> **Aim of the exercise**
Quote the data below in full, minus the images.
START Entries shown
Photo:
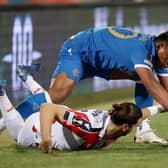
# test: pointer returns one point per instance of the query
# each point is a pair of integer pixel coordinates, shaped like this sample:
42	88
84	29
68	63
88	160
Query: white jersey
80	130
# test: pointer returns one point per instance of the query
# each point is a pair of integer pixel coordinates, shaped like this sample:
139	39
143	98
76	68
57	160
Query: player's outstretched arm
155	89
48	113
152	110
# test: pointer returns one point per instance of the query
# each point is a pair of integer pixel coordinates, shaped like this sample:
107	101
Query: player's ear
125	127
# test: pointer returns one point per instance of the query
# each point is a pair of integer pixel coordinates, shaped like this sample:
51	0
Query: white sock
13	120
144	126
2	124
33	86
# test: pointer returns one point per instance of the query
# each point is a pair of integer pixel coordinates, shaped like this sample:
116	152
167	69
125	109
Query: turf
124	153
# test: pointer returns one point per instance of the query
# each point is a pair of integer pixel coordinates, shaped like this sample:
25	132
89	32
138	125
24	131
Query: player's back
115	48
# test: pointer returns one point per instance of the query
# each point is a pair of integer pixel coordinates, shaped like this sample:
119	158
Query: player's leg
144	133
12	119
32	103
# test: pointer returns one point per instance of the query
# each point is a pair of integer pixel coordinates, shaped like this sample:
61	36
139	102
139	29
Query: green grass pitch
124	153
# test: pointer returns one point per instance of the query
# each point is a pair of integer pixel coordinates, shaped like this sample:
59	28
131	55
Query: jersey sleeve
142	59
161	71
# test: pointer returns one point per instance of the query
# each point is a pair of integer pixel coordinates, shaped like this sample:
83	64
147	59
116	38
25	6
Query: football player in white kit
60	127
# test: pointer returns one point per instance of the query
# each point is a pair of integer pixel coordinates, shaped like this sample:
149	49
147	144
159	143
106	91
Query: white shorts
62	138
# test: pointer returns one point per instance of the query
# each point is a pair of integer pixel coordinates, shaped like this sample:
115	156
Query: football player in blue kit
112	53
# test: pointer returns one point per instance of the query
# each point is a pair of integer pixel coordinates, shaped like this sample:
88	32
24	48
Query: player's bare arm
153	86
49	112
164	81
61	87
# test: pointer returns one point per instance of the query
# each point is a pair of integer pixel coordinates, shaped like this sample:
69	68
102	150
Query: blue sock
142	97
31	104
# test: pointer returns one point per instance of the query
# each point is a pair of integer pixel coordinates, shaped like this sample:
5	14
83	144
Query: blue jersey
98	52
END Entries shown
> **The response**
Photo:
# test: pointer returns one point per instance of the query
# each point is a pair of integer pixel coordinates, shaped like this sample:
42	88
84	29
68	63
88	160
Query: white jersey
80	130
# test: pointer returns one point per instance of the query
# each point is a pair of integer pixel coordinates, shaped like this sample:
139	39
143	98
76	68
57	160
Query: player's outstretched arm
155	89
48	113
152	110
# test: pointer returns one point per instance of the query
# each point is a pair of integer pixel coordinates, shaped like this sample:
107	101
Query: player's ear
125	127
# test: pointer returns one point per instance of the query
# each point is a pair of integer pixel coordinates, shaped like this sample:
51	0
Query: white sock
13	120
144	126
2	124
33	86
# test: pointer returns one point per instance of the query
# each point is a pair of integer pixel coordinates, shaped like this sample:
116	152
167	69
125	109
Query: turf
124	153
# test: pointer returns one point per instance of the query
# each point is a pair of integer pixel coordinates, shaped like this sample:
25	132
89	32
138	125
24	131
Query: player's back
115	48
# test: pointer returns one point per instance of the query
# each point is a pair of integer pixel coordinates, shaped like this sample:
119	158
Query: player's leg
144	133
12	119
32	103
# test: pointer returns one point per instance of the query
# each point is a pair of integer pixel coordinates, shaped like this sample:
61	36
139	102
139	29
Query: green grass pitch
124	153
# test: pointer returns one point per instance of the query
# each point is a pair of integer pixel coordinates, shaped like this sample:
59	28
131	55
Query: jersey sleeve
142	59
161	71
# test: pointer returns one point per instance of the query
# each point is a pair of integer pixel coordinates, shaped like this sample:
83	64
147	59
116	38
25	6
Query: football player in white kit
60	127
# test: pointer returns one point per instance of the query
# each point is a pair of integer pixel coordinates, shaped like this sample:
149	49
147	144
159	143
106	91
Query: white shorts
62	138
# test: pointer returns one point per instance of the query
# each point is a pair of integer pixel coordinates, shaped like this sample:
115	156
Query: football player in blue kit
112	53
# test: pointer returns one point per instance of the query
# each point is a pair of integer pixel coordinates, shaped like this sample:
88	32
24	48
Query: player's bare arm
153	86
49	112
164	81
61	87
# test: pointer returns one point per instance of the query
# each point is a pair of integer pixel coordinates, shaped like this sample:
69	68
102	150
Query: blue sock
142	97
31	104
# test: pointer returns one point per instance of the query
# each point is a pair of integer pixel coordinates, shaped like this sample:
5	14
83	144
Query: blue jersey
98	52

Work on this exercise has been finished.